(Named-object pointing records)
□ □ □ □ □ □ □

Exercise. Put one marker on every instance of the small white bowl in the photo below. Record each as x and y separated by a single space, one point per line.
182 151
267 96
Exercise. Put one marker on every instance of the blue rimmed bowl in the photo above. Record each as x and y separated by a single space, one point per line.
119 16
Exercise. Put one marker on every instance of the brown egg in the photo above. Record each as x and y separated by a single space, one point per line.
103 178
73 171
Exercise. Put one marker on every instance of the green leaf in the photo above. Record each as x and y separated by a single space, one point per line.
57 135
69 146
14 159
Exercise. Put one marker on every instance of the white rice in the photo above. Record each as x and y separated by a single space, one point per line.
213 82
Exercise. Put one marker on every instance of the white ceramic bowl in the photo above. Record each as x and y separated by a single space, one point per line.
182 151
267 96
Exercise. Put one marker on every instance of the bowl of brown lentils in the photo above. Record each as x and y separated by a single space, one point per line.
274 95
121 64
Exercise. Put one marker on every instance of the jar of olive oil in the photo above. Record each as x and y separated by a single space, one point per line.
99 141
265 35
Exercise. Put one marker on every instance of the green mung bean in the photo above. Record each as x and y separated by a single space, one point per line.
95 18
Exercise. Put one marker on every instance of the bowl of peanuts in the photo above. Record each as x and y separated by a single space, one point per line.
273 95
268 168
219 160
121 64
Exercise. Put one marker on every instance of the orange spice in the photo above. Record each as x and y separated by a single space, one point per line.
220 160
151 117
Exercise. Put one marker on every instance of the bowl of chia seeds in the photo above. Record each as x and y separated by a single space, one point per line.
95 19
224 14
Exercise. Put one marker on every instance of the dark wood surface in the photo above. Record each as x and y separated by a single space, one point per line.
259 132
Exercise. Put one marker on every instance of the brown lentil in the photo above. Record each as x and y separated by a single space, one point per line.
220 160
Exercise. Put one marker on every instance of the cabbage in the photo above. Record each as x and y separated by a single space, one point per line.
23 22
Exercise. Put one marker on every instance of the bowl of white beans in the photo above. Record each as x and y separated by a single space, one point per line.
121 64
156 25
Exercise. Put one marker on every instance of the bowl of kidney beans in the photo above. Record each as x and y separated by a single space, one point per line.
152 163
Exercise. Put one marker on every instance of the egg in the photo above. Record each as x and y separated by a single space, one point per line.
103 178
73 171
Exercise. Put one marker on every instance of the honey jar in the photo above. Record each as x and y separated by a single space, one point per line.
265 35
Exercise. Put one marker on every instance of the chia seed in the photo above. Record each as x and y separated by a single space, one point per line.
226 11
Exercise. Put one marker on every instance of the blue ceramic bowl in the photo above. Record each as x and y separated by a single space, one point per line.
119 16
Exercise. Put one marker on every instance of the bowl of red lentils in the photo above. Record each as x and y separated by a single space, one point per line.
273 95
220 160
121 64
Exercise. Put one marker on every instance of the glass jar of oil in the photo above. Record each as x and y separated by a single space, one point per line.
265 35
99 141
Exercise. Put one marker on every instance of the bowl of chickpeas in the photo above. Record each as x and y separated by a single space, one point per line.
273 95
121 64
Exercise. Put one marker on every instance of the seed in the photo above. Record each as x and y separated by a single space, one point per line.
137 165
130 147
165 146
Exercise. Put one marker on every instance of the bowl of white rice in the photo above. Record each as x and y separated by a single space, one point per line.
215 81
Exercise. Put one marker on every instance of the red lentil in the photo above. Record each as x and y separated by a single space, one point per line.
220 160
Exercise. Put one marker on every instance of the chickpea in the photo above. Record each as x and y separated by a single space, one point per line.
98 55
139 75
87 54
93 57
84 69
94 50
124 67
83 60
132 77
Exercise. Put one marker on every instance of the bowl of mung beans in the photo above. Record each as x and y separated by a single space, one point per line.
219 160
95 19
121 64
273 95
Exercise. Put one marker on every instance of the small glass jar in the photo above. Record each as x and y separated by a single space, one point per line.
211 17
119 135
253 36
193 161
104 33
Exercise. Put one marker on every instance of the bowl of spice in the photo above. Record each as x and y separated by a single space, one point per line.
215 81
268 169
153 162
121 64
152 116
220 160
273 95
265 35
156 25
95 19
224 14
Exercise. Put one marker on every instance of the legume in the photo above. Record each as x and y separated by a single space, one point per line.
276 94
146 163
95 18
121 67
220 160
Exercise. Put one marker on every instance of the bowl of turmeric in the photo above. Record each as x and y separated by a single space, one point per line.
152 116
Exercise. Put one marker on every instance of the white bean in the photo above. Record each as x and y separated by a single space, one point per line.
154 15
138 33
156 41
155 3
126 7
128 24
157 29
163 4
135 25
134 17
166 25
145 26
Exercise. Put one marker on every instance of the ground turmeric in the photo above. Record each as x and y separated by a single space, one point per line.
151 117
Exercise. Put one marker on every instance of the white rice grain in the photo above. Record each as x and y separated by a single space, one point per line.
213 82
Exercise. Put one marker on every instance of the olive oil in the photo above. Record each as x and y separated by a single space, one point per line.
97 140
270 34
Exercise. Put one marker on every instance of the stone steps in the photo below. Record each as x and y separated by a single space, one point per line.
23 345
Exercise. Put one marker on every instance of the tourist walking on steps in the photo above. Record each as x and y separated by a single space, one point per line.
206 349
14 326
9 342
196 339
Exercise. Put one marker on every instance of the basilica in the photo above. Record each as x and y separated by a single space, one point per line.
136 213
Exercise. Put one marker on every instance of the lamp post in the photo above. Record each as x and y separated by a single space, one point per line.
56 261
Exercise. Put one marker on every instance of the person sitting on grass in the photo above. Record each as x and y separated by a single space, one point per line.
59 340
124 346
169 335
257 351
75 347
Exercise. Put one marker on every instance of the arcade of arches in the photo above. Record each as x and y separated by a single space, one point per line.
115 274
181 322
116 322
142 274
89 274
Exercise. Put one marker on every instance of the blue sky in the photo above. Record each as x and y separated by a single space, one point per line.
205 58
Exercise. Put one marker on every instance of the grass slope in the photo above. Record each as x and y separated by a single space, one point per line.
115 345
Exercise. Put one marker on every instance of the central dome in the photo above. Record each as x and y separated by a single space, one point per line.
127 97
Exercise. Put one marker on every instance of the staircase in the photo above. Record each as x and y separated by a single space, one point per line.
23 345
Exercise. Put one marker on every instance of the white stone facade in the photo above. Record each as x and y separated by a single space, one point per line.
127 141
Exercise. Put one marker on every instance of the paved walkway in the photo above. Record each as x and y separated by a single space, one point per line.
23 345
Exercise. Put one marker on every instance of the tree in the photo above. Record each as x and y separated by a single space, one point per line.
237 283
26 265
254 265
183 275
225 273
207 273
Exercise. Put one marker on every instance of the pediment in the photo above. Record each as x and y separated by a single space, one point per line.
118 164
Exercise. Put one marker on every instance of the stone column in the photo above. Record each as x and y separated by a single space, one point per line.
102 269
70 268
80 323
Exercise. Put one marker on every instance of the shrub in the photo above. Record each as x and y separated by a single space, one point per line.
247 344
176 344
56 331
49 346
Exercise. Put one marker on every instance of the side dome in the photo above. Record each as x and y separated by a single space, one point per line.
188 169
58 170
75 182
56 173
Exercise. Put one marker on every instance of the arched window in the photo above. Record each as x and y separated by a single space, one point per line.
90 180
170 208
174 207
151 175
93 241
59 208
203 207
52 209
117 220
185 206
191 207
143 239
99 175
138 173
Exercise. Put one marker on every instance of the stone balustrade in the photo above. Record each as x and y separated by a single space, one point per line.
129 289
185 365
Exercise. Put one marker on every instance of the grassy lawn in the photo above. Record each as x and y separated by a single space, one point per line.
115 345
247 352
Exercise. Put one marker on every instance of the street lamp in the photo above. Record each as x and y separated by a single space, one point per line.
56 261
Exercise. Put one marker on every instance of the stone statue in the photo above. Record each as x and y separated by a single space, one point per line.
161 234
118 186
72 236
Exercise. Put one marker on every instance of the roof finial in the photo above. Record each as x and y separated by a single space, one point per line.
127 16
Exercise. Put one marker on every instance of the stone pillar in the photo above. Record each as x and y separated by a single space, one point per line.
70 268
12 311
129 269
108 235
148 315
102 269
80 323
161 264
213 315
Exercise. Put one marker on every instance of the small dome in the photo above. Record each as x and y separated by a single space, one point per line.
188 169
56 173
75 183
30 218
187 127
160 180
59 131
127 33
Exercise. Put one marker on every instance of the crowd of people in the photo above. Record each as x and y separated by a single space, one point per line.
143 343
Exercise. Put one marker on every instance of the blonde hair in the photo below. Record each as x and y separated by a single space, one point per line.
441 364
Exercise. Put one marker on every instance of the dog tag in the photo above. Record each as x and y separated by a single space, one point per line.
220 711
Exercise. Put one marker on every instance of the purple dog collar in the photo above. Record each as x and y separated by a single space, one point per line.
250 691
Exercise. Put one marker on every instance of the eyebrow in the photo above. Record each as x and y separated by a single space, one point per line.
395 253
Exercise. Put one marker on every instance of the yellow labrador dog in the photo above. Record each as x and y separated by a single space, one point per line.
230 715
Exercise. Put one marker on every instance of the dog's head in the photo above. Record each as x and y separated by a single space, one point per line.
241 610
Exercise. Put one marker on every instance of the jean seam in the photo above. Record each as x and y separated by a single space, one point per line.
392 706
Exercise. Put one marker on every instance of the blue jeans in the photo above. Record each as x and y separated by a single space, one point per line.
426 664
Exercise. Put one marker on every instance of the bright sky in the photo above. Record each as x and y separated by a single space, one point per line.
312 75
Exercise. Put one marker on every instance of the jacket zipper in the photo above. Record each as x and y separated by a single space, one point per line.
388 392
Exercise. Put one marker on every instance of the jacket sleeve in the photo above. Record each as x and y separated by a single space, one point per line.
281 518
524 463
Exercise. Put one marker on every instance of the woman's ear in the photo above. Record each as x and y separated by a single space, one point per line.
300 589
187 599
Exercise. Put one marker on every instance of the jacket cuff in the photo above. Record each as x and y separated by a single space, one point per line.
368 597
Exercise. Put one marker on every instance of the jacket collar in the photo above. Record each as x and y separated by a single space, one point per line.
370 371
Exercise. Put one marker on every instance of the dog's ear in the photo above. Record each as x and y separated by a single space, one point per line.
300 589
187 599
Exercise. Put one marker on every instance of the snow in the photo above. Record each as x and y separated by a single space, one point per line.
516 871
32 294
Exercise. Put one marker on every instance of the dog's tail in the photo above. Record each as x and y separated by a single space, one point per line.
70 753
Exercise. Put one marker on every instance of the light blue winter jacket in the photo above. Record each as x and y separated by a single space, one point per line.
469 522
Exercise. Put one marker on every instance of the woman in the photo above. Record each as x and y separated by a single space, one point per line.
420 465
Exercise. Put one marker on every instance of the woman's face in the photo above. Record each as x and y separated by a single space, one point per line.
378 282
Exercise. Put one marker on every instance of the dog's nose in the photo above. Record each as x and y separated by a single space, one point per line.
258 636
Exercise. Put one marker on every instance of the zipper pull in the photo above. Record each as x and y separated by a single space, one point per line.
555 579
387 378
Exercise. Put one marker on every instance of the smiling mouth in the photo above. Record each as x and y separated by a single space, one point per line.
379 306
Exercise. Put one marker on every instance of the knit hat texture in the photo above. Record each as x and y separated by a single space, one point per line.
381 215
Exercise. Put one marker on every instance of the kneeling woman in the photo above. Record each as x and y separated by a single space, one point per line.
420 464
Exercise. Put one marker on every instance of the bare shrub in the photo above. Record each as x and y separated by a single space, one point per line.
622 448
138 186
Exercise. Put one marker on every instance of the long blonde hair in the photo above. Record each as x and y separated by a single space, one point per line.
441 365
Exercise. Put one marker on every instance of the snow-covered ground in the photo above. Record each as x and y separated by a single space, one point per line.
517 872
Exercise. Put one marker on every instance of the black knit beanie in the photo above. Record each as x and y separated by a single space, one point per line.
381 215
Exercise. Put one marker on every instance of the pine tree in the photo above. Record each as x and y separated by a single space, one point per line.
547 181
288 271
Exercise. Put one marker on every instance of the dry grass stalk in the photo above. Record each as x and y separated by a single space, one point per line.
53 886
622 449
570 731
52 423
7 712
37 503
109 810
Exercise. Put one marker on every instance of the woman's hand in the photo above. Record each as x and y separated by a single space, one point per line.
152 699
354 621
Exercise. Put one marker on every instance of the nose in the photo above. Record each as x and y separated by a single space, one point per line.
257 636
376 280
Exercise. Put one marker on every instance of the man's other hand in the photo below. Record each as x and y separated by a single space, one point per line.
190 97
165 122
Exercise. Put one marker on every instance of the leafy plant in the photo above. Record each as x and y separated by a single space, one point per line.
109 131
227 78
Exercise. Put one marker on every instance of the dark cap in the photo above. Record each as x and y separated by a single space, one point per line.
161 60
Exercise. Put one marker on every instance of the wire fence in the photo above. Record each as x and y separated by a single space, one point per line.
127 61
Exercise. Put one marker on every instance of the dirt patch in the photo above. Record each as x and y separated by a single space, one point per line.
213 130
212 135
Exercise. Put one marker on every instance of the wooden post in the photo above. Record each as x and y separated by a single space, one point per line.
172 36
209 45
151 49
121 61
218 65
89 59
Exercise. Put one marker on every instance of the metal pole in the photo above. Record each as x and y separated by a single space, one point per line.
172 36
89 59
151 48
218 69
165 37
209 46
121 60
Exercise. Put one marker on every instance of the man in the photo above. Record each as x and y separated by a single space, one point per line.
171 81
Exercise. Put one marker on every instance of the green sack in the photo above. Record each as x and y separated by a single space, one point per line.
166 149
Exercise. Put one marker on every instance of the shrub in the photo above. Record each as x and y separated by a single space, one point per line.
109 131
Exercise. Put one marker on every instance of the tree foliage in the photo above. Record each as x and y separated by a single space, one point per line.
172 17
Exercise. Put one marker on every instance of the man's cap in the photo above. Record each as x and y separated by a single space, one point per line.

□ □ □ □ □ □ □

▸ **REQUEST**
Each line from the one with "Exercise. Put one marker on every instance of the wooden" through the last line of the records must be written out word for word. Include nothing else.

▸ **OUTPUT FOR THIS TASK**
Exercise. Put one marker on every instance of the wooden post in the photo above. Record each as x and y separated by a single space, one point per line.
172 36
209 45
151 49
121 61
218 65
89 59
Exercise. Put one marker on every instance of the metal pole in the photo above. Record each as x and y separated by a single space, one point per line.
172 36
89 59
151 48
218 69
165 37
209 46
121 60
Exercise. Put one marker on every instance of the man in the photo above. Record each as x and y separated by a single space, one point per line.
171 81
Exercise. Put one marker on every instance of the green sack in the photo above. Record each as x and y separated by a single space, one point per line.
166 149
Exercise. Put one marker on every instance of the shrub in the photo above. Record each as x and y separated by a single space, one point per line.
109 131
Exercise. Put one marker on every instance of the tree foliage in the photo above. Record each as x and y separated by a single space, one point per line.
172 17
Exercise. Put one marker on every instance of the man's cap in the photo above. Record each as x and y separated by a single space, one point per line.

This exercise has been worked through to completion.